**Problem to work on**
Exclude the pictures and reproduce the remaining data exactly as written.

Start of Source information

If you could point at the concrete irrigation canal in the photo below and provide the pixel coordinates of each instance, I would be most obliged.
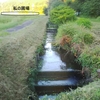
(54, 75)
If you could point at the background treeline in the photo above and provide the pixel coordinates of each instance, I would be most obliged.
(85, 7)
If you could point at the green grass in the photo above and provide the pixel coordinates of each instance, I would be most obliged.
(7, 22)
(89, 92)
(11, 21)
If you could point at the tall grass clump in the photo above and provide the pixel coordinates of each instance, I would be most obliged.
(62, 14)
(84, 22)
(77, 33)
(90, 57)
(89, 92)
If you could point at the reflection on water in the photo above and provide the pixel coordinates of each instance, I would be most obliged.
(52, 60)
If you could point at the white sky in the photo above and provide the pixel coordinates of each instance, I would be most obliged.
(1, 1)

End of Source information

**Exercise response**
If you could point at the concrete irrigation canal in the photo below and provide the pixel coordinates of each instance, I would be most obliged.
(54, 75)
If you could point at the background treeline in the photo above and provide the pixel coordinates of each instance, I would be most obliged.
(85, 7)
If you could point at the green grass in the photo above and provide the pixel coordinates of each instance, I would be most obliged.
(7, 22)
(89, 92)
(11, 21)
If you could point at the tall grass clump in the photo above and provide the pixel coordinates of each instance, I would be most obliged.
(62, 14)
(84, 22)
(77, 33)
(90, 57)
(89, 92)
If you could point at the reflection on water in the photo above and provide the pixel coordinates of each instance, I would be most obliged.
(52, 60)
If you could point at the white sky in the photo above and provide the pixel coordinates of each instance, I would be most obliged.
(1, 1)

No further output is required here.